Document text
Segment Open

Learning to Sit in Mongolia
It had been hours since the van had stopped and dropped us off to yet another remote part of the Mongolian steppe. Actually, saying another remote part is a bit of a redundancy: all of Mongolia is remote. This is a land that I had never been immersed in, through readings or otherwise. It wasn’t on my top list of anything really. I was simply here to see horses. I’m a horse lover to the degree that makes one obsessed. The only way I could be more into horses is if I owned one, but that wasn’t in the cards. So far though, we hadn’t seen any horses. All we had seen were rocks. Rocks and goats. Lots of goats. Goats that destroyed the steppe with their greedy little stomachs to produce the cashmere for the masses an ocean away.
The steppe was brown and dry, due to overgrazing and drought — both in some way or another human caused, if you believe that humans can destroy an ecosystem as vast as the steppe. And it is vast. I tried to think of other words to describe it, but that was impossible. Vast in my mind conveyed something without end, the spreading of your arms into the horizon. Some people would say infinite, but that seemed too constrictive a word to use for the steppe.
It’s vast in a way that defies time and it often seems that it’s all you have. Land and time. We spent hours in a van traveling to our various destinations, a ger, a hill, a camp. We sat in the soviet vans, only known to me in WWII movies before this, bumping along as if traveling on a 5-legged camel. The scenery seemed flat from your view out the window but the suspension of the van told you otherwise. I couldn’t tell if the contouring of the land was determined by the wind, lichen, tires, or some other mystical force but you would feel each ridge travel through your person as you jostled along with other passengers.

Segment Closed

What to produce
Reproduce the Mongolia essay word for word, from "It’s vast in" to "with other passengers.". The entries that follow are drawn from a different source than the essay.

Information supplied

Segment Open

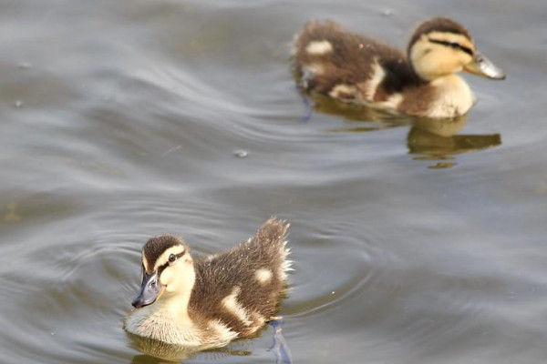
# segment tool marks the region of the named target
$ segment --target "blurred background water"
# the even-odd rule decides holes
[[[169,232],[211,253],[271,215],[292,222],[294,363],[546,358],[547,3],[0,8],[1,362],[158,362],[121,329],[142,244]],[[461,124],[327,100],[301,122],[288,50],[306,21],[404,48],[436,15],[508,75],[466,76],[479,102]],[[274,337],[188,362],[274,363]]]

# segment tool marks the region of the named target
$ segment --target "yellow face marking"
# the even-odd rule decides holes
[[[429,39],[458,43],[472,51],[475,49],[472,43],[461,35],[441,32],[422,35],[412,46],[409,56],[412,66],[423,79],[433,80],[458,73],[463,69],[464,66],[473,60],[472,56],[462,49],[433,43]]]
[[[461,46],[470,48],[473,52],[475,51],[475,45],[473,42],[463,35],[445,32],[431,32],[426,35],[429,39],[440,40],[449,43],[457,43]]]
[[[154,264],[154,270],[157,270],[159,267],[163,266],[164,264],[169,262],[169,256],[170,256],[171,254],[178,255],[183,253],[185,250],[186,248],[181,245],[177,245],[165,250],[163,253],[161,253],[158,260],[156,260],[156,264]]]

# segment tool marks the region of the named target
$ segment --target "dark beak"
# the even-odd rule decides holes
[[[140,308],[148,305],[151,305],[158,299],[158,298],[163,293],[163,288],[160,288],[160,284],[158,282],[158,272],[148,274],[143,270],[142,273],[142,283],[139,293],[131,305],[136,308]]]
[[[490,59],[476,53],[473,61],[463,67],[469,73],[483,76],[490,79],[502,80],[505,79],[505,74]]]

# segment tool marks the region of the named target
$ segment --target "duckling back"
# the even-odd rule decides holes
[[[388,102],[420,83],[401,52],[332,21],[308,23],[294,36],[293,52],[302,86],[342,101]]]
[[[270,218],[249,240],[196,261],[191,317],[215,321],[238,337],[256,332],[275,313],[286,285],[288,228]]]

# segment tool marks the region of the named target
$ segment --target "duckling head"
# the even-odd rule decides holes
[[[467,71],[491,79],[504,79],[505,74],[477,51],[468,30],[455,21],[436,17],[422,23],[408,48],[408,60],[425,80]]]
[[[142,248],[142,282],[131,302],[139,308],[164,297],[190,297],[195,282],[193,260],[184,242],[170,235],[150,238]]]

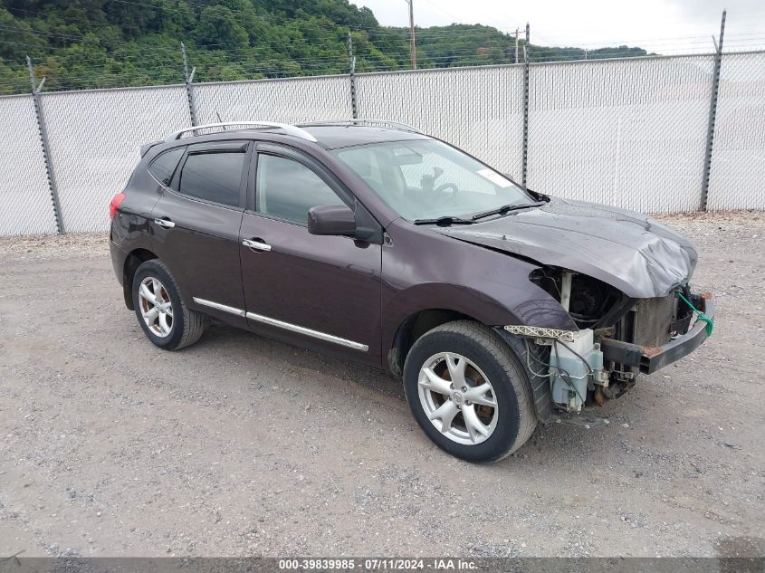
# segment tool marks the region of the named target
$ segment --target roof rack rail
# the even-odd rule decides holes
[[[298,124],[302,127],[322,126],[322,125],[366,125],[366,126],[379,126],[389,127],[400,131],[409,131],[411,133],[422,133],[416,128],[410,126],[408,123],[402,123],[401,121],[391,121],[390,119],[319,119],[317,121],[306,121]],[[423,134],[425,135],[425,134]]]
[[[178,129],[177,131],[175,131],[168,135],[165,141],[175,141],[177,139],[180,139],[184,133],[188,133],[189,131],[198,131],[199,129],[221,128],[225,131],[225,128],[228,126],[247,126],[247,129],[261,129],[277,128],[279,129],[282,129],[287,135],[292,135],[296,138],[301,138],[301,139],[312,141],[313,143],[316,143],[317,141],[316,138],[314,138],[305,129],[301,129],[300,128],[293,125],[290,125],[288,123],[274,123],[273,121],[222,121],[219,123],[206,123],[205,125],[197,125],[194,126],[193,128]]]

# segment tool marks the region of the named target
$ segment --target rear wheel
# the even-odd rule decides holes
[[[449,322],[418,339],[404,366],[404,387],[428,437],[469,462],[503,458],[537,425],[525,368],[476,322]]]
[[[159,261],[147,261],[136,270],[132,293],[139,323],[160,349],[180,349],[205,331],[205,316],[186,308],[173,275]]]

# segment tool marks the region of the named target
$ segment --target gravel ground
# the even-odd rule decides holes
[[[765,215],[663,220],[714,336],[486,466],[373,369],[224,326],[154,348],[103,235],[0,239],[0,556],[765,554]]]

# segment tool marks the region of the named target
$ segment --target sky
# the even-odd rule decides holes
[[[406,0],[350,0],[369,7],[383,25],[409,24]],[[723,8],[726,52],[765,48],[765,0],[413,0],[418,26],[492,25],[542,45],[640,46],[657,53],[713,51]]]

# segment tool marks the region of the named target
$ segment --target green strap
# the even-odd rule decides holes
[[[694,307],[693,304],[691,304],[691,301],[688,299],[686,299],[684,296],[683,296],[683,294],[681,292],[675,292],[675,294],[677,296],[679,296],[681,299],[683,299],[683,301],[685,302],[685,304],[687,304],[689,307],[691,307],[691,310],[693,312],[696,313],[696,317],[698,317],[699,320],[703,320],[703,322],[706,322],[706,335],[707,335],[707,337],[711,337],[712,331],[714,329],[714,320],[710,319],[707,315],[705,315],[703,312],[702,312],[696,307]]]

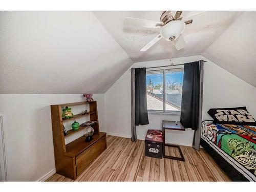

Segment Closed

Solution to this task
It’s vast in a way that defies time and it often seems that it’s all you have. Land and time. We spent hours in a van traveling to our various destinations, a ger, a hill, a camp. We sat in the soviet vans, only known to me in WWII movies before this, bumping along as if traveling on a 5-legged camel. The scenery seemed flat from your view out the window but the suspension of the van told you otherwise. I couldn’t tell if the contouring of the land was determined by the wind, lichen, tires, or some other mystical force but you would feel each ridge travel through your person as you jostled along with other passengers.